(EXERCISE MATERIALS)
## BEGIN

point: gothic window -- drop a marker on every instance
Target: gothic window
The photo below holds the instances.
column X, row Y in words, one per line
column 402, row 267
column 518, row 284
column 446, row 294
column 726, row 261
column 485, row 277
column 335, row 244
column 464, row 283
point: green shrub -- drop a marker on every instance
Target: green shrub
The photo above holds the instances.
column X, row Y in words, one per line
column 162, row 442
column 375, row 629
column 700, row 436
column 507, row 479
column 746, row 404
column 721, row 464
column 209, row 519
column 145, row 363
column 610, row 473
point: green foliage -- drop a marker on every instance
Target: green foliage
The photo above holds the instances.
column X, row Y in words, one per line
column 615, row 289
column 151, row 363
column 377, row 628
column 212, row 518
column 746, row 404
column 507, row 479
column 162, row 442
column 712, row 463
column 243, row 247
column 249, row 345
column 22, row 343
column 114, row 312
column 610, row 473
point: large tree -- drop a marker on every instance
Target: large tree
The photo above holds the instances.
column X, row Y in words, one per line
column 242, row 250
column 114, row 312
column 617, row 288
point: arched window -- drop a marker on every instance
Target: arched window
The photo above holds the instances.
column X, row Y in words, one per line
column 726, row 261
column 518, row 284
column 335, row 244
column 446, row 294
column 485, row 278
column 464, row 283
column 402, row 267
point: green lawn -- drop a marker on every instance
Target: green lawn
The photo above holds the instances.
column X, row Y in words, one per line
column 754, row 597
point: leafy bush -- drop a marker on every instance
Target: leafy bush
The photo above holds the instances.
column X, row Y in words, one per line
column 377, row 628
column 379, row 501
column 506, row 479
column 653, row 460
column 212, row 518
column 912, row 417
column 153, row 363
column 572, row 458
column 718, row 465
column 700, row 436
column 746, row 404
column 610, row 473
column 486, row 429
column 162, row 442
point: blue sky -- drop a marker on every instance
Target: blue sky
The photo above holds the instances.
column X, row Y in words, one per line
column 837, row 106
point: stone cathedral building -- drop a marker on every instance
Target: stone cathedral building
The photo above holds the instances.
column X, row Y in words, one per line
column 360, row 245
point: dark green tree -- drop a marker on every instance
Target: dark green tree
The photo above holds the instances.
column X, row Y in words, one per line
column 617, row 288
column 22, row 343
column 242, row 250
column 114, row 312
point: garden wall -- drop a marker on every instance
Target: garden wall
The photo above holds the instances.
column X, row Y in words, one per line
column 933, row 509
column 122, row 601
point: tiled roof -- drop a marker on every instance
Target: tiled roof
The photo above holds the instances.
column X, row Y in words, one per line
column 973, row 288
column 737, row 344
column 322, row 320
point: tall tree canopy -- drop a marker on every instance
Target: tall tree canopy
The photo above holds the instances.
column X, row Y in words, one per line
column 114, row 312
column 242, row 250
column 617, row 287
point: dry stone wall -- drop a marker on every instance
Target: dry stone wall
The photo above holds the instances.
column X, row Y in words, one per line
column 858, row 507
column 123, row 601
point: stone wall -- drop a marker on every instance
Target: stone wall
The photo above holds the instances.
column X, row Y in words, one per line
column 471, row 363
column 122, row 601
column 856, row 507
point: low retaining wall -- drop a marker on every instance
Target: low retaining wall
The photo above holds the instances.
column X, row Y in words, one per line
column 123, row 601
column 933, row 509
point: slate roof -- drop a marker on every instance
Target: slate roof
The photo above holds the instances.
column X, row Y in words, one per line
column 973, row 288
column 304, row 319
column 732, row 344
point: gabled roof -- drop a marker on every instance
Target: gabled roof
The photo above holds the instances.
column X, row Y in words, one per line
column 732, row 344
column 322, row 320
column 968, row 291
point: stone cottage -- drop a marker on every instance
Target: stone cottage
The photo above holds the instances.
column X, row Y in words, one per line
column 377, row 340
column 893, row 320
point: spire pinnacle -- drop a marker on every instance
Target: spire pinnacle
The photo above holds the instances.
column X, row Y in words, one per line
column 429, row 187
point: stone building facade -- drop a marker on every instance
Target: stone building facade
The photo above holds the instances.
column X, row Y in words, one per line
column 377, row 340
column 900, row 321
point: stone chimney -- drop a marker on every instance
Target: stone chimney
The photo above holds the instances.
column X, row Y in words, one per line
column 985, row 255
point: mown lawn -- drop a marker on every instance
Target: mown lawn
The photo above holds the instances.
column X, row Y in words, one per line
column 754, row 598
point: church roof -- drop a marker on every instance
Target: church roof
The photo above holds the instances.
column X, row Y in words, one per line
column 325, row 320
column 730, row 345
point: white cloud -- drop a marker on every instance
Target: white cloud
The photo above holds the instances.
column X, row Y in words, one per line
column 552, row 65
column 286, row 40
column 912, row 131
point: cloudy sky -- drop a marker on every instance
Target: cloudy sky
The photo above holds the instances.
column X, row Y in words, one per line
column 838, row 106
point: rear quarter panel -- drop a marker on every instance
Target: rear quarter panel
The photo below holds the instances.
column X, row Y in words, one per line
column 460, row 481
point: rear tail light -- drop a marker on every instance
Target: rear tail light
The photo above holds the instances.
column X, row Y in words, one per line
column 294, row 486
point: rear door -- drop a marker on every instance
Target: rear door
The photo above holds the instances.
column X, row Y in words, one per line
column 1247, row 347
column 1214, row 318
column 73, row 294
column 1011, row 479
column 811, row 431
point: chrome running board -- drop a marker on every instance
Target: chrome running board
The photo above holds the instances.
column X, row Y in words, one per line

## END

(TASK REQUIREMENTS) Please give every line in the records above as a numbered list, leaving out blank lines.

(EXERCISE ANSWER)
1. point: gothic window -- drop a marker on every instance
2. Target: gothic window
3. The photo below holds the instances.
4. column X, row Y in words, one per line
5. column 402, row 267
6. column 518, row 284
7. column 446, row 294
8. column 726, row 261
9. column 485, row 277
10. column 335, row 244
11. column 464, row 283
12. point: green shrub -- drop a marker on every instance
13. Target: green shrub
14. The photo above holds the instances.
15. column X, row Y in words, one per line
16. column 162, row 442
17. column 375, row 629
18. column 700, row 436
19. column 507, row 479
20. column 746, row 404
21. column 721, row 464
22. column 209, row 519
23. column 145, row 363
24. column 610, row 473
25. point: green foliage -- drop a marker on every instance
26. Target: green foliage
27. The photo above holds the instances.
28. column X, row Y in words, one per line
29. column 615, row 289
30. column 151, row 363
31. column 377, row 628
32. column 212, row 518
33. column 746, row 404
34. column 507, row 479
35. column 162, row 442
36. column 712, row 463
37. column 243, row 247
38. column 249, row 345
39. column 22, row 343
40. column 114, row 312
41. column 610, row 473
42. point: large tree -- drop a marker on every instance
43. Target: large tree
44. The photo above holds the instances.
45. column X, row Y in words, one per line
46. column 242, row 250
47. column 114, row 312
48. column 617, row 288
49. point: arched window -- drop a marker on every instance
50. Target: arched window
51. The photo above holds the instances.
52. column X, row Y in words, one per line
53. column 726, row 261
54. column 518, row 284
55. column 335, row 244
56. column 446, row 294
57. column 485, row 278
58. column 464, row 283
59. column 402, row 267
60. point: green lawn -- drop a marker on every instance
61. Target: green lawn
62. The photo above holds the instances.
63. column X, row Y in words, one per line
64. column 754, row 597
65. point: leafy bush -- drop a marker on every instance
66. Target: leafy bush
67. The photo above holds the instances.
68. column X, row Y in words, one per line
69. column 377, row 628
70. column 379, row 501
71. column 506, row 479
72. column 653, row 460
73. column 212, row 518
74. column 912, row 417
75. column 153, row 363
76. column 572, row 458
77. column 718, row 465
78. column 700, row 436
79. column 746, row 404
80. column 610, row 473
81. column 486, row 429
82. column 162, row 442
83. point: blue sky -- drop a marker on every instance
84. Target: blue sky
85. The photo above holds the instances.
86. column X, row Y in words, one per line
87. column 837, row 106
88. point: stone cathedral building -- drop a marker on every instance
89. Target: stone cathedral building
90. The photo above holds the instances.
91. column X, row Y in words, one per line
92. column 360, row 245
93. point: dark green tree -- drop a marker on every instance
94. Target: dark green tree
95. The photo above holds the instances.
96. column X, row Y in words, one per line
97. column 617, row 288
98. column 22, row 343
99. column 242, row 250
100. column 114, row 312
101. point: garden wall -- drop a marker on every instance
102. Target: garden wall
103. The photo above holds the instances.
104. column X, row Y in words, one per line
105. column 933, row 509
106. column 122, row 601
107. point: tiled roof -- drop a marker on every instance
108. Target: tiled roof
109. The photo above holds the instances.
110. column X, row Y in words, one per line
111. column 973, row 288
112. column 737, row 344
113. column 322, row 320
114. point: tall tree canopy -- drop a marker on every instance
115. Target: tall tree canopy
116. The photo above holds the instances.
117. column X, row Y in words, one per line
118. column 114, row 312
119. column 242, row 250
120. column 617, row 287
121. point: dry stone wall -- drop a marker on every instance
122. Target: dry stone wall
123. The photo above holds the instances.
124. column X, row Y in words, one per line
125. column 858, row 507
126. column 123, row 601
127. point: stone wall -- drop a marker on every instance
128. Target: stone wall
129. The photo above holds the instances.
130. column X, row Y in words, one per line
131. column 471, row 363
132. column 122, row 601
133. column 856, row 507
134. point: low retaining wall -- drop a marker on every instance
135. Target: low retaining wall
136. The photo above holds the instances.
137. column X, row Y in words, one per line
138. column 123, row 601
139. column 933, row 509
140. point: slate roof -- drop a marker on every instance
141. Target: slate roof
142. The photo above holds the instances.
143. column X, row Y in words, one per line
144. column 973, row 288
145. column 304, row 319
146. column 732, row 344
147. point: gabled roof -- drop a marker on every instance
148. Target: gabled roof
149. The photo above holds the instances.
150. column X, row Y in words, one per line
151. column 732, row 344
152. column 322, row 320
153. column 968, row 291
154. point: stone cottage -- drop a marker on every instance
155. Target: stone cottage
156. The photo above holds the instances.
157. column X, row Y in words, one per line
158. column 377, row 340
159. column 893, row 320
160. point: spire pinnacle -- drop a marker on every instance
161. Target: spire pinnacle
162. The photo above holds the instances.
163. column X, row Y in words, one per line
164. column 429, row 187
165. point: stone building facade -- drop a marker on every instance
166. Target: stone building facade
167. The photo above holds the instances.
168. column X, row Y in words, one per line
169. column 377, row 340
170. column 900, row 321
171. point: stone chimney -- drop a marker on every instance
172. Target: stone chimney
173. The photo above holds the instances.
174. column X, row Y in words, one per line
175. column 985, row 255
176. point: mown lawn -- drop a marker on every instance
177. Target: mown lawn
178. The photo above holds the instances.
179. column X, row Y in words, one per line
180. column 754, row 598
181. point: church roof -- drop a marker on every instance
182. Target: church roof
183. The photo above holds the instances.
184. column X, row Y in words, one per line
185. column 325, row 320
186. column 730, row 345
187. point: white cloud -- drop a marker on every instance
188. Target: white cloud
189. The photo above holds the instances.
190. column X, row Y in words, one per line
191. column 552, row 65
192. column 286, row 40
193. column 912, row 131
194. point: cloudy sky -- drop a marker on every instance
195. Target: cloudy sky
196. The photo above holds the instances.
197. column X, row Y in words, one per line
198. column 838, row 106
199. point: rear quarter panel -- drop a marker on every instance
200. Target: rear quarter panel
201. The photo below holds the instances.
202. column X, row Y in words, one per line
203. column 460, row 481
204. point: rear tail light -- drop a marker on every instance
205. Target: rear tail light
206. The photo above holds the instances.
207. column X, row Y in words, one per line
208. column 294, row 486
209. point: rear door -- drop a marker on every instance
210. Target: rear door
211. The photo above holds the instances.
212. column X, row Y in words, one per line
213. column 1247, row 347
214. column 1214, row 318
215. column 73, row 294
216. column 1011, row 479
217. column 811, row 431
218. point: chrome running board -- drop a marker on every instance
219. Target: chrome running board
220. The photo above holds the instances.
221. column X, row Y in words, one per line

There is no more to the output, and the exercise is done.